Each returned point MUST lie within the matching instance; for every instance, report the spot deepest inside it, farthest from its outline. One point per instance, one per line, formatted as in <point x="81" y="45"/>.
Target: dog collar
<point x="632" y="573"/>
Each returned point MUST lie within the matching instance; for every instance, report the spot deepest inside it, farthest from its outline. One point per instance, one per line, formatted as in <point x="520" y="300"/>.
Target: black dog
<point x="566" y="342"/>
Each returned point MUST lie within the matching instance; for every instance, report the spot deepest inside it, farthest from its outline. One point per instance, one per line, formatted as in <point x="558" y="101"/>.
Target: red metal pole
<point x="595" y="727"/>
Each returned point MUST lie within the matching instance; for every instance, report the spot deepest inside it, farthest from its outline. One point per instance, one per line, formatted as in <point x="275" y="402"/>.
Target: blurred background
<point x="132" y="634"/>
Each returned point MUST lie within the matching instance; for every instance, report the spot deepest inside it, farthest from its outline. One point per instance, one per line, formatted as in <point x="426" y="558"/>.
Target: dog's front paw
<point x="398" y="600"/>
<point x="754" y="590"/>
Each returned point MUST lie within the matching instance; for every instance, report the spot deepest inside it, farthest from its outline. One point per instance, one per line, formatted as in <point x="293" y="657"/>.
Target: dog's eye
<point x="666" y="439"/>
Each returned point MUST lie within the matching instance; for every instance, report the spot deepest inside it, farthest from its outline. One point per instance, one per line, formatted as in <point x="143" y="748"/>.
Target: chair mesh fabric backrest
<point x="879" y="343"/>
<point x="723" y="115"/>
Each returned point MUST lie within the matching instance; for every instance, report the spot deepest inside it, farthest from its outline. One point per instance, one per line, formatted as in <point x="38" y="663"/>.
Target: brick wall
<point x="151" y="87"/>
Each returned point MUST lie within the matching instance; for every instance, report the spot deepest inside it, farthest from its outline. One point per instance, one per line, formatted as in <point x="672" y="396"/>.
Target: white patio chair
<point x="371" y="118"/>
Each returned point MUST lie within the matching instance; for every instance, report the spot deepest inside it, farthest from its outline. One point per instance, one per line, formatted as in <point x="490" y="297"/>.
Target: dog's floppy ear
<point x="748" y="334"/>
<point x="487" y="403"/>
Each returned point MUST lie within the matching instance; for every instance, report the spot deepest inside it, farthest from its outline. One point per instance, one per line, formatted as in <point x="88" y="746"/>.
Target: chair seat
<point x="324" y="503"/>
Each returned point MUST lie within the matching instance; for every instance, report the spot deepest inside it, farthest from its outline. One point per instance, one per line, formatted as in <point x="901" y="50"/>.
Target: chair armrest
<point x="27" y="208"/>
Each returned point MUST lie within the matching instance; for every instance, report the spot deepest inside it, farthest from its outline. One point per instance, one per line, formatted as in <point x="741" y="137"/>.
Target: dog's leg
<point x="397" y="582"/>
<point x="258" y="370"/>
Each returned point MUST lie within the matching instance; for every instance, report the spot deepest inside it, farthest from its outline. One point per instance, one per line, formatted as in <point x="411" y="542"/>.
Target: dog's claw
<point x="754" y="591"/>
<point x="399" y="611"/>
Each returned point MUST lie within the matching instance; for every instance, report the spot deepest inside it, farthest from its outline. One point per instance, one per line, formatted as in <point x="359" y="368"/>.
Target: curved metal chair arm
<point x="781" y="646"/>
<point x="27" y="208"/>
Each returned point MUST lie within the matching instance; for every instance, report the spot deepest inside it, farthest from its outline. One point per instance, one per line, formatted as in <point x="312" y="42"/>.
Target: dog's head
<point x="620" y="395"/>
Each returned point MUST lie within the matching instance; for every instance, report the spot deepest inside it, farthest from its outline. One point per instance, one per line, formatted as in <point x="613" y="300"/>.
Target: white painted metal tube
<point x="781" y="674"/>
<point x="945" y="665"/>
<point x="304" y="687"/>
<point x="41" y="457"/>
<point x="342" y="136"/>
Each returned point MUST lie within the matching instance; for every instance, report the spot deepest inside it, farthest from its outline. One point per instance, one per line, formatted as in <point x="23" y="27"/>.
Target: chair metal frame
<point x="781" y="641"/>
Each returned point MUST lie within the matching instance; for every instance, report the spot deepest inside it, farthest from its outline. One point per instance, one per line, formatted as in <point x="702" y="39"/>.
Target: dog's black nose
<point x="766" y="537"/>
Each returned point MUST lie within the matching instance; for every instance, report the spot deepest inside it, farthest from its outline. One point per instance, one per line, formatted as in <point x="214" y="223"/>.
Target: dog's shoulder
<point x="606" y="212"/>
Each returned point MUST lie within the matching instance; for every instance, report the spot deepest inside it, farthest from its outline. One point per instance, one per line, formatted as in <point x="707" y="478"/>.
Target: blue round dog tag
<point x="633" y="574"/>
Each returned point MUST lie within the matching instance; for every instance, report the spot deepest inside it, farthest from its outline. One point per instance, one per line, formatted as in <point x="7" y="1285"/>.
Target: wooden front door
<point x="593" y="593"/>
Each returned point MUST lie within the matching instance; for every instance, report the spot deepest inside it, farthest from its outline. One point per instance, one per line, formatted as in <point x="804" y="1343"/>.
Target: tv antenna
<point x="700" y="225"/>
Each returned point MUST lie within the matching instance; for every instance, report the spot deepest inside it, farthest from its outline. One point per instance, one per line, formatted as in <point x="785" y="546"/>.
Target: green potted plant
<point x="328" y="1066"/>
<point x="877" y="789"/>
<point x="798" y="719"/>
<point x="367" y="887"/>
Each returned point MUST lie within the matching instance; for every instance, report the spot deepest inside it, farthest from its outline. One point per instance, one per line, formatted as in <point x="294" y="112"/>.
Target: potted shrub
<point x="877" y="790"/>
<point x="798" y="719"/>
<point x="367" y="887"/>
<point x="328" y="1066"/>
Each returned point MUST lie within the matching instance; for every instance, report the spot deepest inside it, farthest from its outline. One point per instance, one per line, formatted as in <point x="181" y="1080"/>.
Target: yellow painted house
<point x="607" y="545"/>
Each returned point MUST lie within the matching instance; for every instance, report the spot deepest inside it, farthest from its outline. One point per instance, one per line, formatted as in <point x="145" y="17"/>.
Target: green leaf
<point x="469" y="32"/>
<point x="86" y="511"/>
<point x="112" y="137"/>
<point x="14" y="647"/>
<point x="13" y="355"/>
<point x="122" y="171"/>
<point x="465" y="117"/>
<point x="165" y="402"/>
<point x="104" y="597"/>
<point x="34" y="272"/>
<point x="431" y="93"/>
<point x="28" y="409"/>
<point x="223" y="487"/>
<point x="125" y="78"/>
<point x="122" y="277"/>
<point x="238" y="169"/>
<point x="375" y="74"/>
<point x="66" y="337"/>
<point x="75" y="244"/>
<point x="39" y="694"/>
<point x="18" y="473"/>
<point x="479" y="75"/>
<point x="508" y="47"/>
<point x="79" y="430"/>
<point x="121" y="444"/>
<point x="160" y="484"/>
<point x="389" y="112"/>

# # #

About this task
The required response is a complete, exact copy of the records.

Output below
Each returned point MUST lie within the matching instance; for every instance, report the spot deepest inside it, farthest from its outline. One point per instance, one per line, formatted as in <point x="81" y="45"/>.
Target: dog collar
<point x="632" y="573"/>
Each returned point MUST lie within the matching instance; for every instance, report the spot deepest inside it, farthest from its outline. One point per instance, one per line, formatted as in <point x="520" y="300"/>.
Target: black dog
<point x="566" y="342"/>
Each returned point MUST lie within the matching instance; for every instance, report the spot deepest inside it, farthest from its outline. One point per instance, one per line, formatted as in <point x="558" y="101"/>.
Target: red metal pole
<point x="595" y="727"/>
Each returned point MUST lie within the matching instance; for every instance, report the spot deepest inside it, farthest from its outline. One point per instance, one per line, formatted as in <point x="275" y="402"/>.
Target: blurred background
<point x="132" y="634"/>
Each returned point MUST lie within the matching instance; for every instance, report the spot deepest inside it, farthest from its outline. One point per instance, one per line, formatted as in <point x="426" y="558"/>.
Target: dog's front paw
<point x="398" y="600"/>
<point x="754" y="590"/>
Each returned point MUST lie within the matching instance; for every instance, report the spot deepest inside it, farthest from its outline. One point per instance, one per line, formatted as in <point x="293" y="657"/>.
Target: dog's eye
<point x="666" y="439"/>
Each returned point MUST lie within the matching instance; for every instance, report the spot deepest inside it, farthest from its outline. One point per instance, one per line, formatted as in <point x="143" y="748"/>.
Target: chair mesh fabric backrest
<point x="879" y="343"/>
<point x="723" y="115"/>
Each returned point MUST lie within the matching instance; for every instance, report the spot deepest inside it, farthest from its outline. One point per instance, one per line, formatted as in <point x="38" y="663"/>.
Target: brick wall
<point x="151" y="87"/>
Each returned point MUST lie within the matching instance; for every instance, report the spot deepest inside it, farthest from its outline. One point per instance, one per line, formatted as in <point x="672" y="396"/>.
Target: white patio chair
<point x="371" y="118"/>
Each returned point MUST lie within the matching instance; for every instance, report the spot deepest inside it, farthest from its outline. One point per instance, one per line, formatted as in <point x="490" y="297"/>.
Target: dog's floppy ear
<point x="748" y="334"/>
<point x="487" y="403"/>
Each returned point MUST lie within the matching instance; for every instance, report the spot deepest inside it, farthest from its outline. One point per instance, one per line, formatted as in <point x="88" y="746"/>.
Target: chair seat
<point x="324" y="503"/>
Each returned point MUST lie within the matching instance; for every instance, report the spot deepest inside it, farthest from its outline. One point per instance, one per line, formatted as in <point x="901" y="50"/>.
Target: chair armrest
<point x="27" y="208"/>
Each returned point MUST lie within the matching instance; for every instance, report the spot deepest inside it, farthest from its outline. One point per instance, one per line, formatted as in <point x="741" y="137"/>.
Target: dog's leg
<point x="397" y="582"/>
<point x="258" y="370"/>
Each returned point MUST lie within the matching instance; for every instance, report the spot deepest inside it, farthest from its outline. One point per instance, one per line, formatted as in <point x="411" y="542"/>.
Target: dog's claw
<point x="754" y="591"/>
<point x="399" y="611"/>
Each returned point MUST lie within the matching instance; for every instance, report the spot deepest inside it, farthest from its outline. One point per instance, one per line, formatted as in <point x="359" y="368"/>.
Target: curved metal chair arm
<point x="781" y="646"/>
<point x="27" y="208"/>
Each returned point MUST lie within the matching instance; for every instance, report the spot deepest inside it, farthest from its outline. One point per instance, one per line, formatted as in <point x="312" y="42"/>.
Target: dog's head
<point x="620" y="395"/>
Each returned point MUST lie within the matching instance; for every instance, report the spot deepest inside it, farthest from its outline. One point per instance, one per line, formatted as in <point x="613" y="300"/>.
Target: white painted metal tube
<point x="781" y="674"/>
<point x="945" y="665"/>
<point x="304" y="687"/>
<point x="41" y="457"/>
<point x="342" y="136"/>
Each returned point MUST lie within the matching instance; for every instance, report the spot deepest inside it, farthest from its outline. One point per instance, one per line, formatted as in <point x="23" y="27"/>.
Target: chair metal frame
<point x="781" y="641"/>
Each returned point MUST lie within the matching instance; for every instance, report the spot deepest inside it, farthest from its outline. One point per instance, one per line, formatted as in <point x="702" y="39"/>.
Target: dog's black nose
<point x="766" y="537"/>
Each returned point MUST lie within the matching instance; for every instance, report the spot deepest inside it, farthest from its outline. One point per instance, one per line, formatted as in <point x="214" y="223"/>.
Target: dog's shoulder
<point x="606" y="212"/>
Each returned point MUST lie within the matching instance; for every instance, report the spot deepest inside it, farthest from its outline. One point per instance, one per line, formatted as in <point x="707" y="478"/>.
Target: blue round dog tag
<point x="633" y="574"/>
Each returned point MUST lie within the matching instance; for every instance, report the spot deepest inside it, farthest from its outline. One point per instance, one per line, formatted as in <point x="7" y="1285"/>.
Target: wooden front door
<point x="593" y="593"/>
Each returned point MUST lie within the matching instance; for every instance, report the spot deepest inside it, farthest from its outline. One point per instance, one per line, formatted as in <point x="804" y="1343"/>.
Target: tv antenna
<point x="700" y="225"/>
Each returned point MUST lie within the matching instance; for every instance, report the spot deepest inside it, farthest from its outline. One point per instance, one per line, formatted as in <point x="785" y="546"/>.
Target: green potted plant
<point x="328" y="1066"/>
<point x="877" y="789"/>
<point x="798" y="719"/>
<point x="367" y="887"/>
Each returned point MUST lie within the matching instance; for every instance, report the spot deepest inside it, farthest from its outline. One point per instance, one per line, formatted as in <point x="294" y="112"/>.
Target: potted shrub
<point x="877" y="790"/>
<point x="798" y="719"/>
<point x="367" y="887"/>
<point x="328" y="1066"/>
Each returned point MUST lie within the matching instance; for every instance, report the spot deepest inside it, farthest from its outline. One point per instance, one per line, formatted as in <point x="181" y="1080"/>.
Target: yellow painted house
<point x="607" y="545"/>
Each returned point MUST lie within the matching instance; for every instance, report the spot deepest inside it, farthest from its outline. One point per instance, one per line, formatted as in <point x="145" y="17"/>.
Target: green leaf
<point x="469" y="32"/>
<point x="86" y="511"/>
<point x="112" y="137"/>
<point x="14" y="647"/>
<point x="13" y="355"/>
<point x="122" y="171"/>
<point x="465" y="117"/>
<point x="165" y="402"/>
<point x="104" y="597"/>
<point x="34" y="272"/>
<point x="431" y="93"/>
<point x="28" y="409"/>
<point x="223" y="487"/>
<point x="125" y="78"/>
<point x="122" y="277"/>
<point x="238" y="169"/>
<point x="375" y="74"/>
<point x="66" y="337"/>
<point x="75" y="244"/>
<point x="39" y="694"/>
<point x="18" y="473"/>
<point x="479" y="75"/>
<point x="508" y="47"/>
<point x="79" y="430"/>
<point x="121" y="444"/>
<point x="160" y="484"/>
<point x="389" y="112"/>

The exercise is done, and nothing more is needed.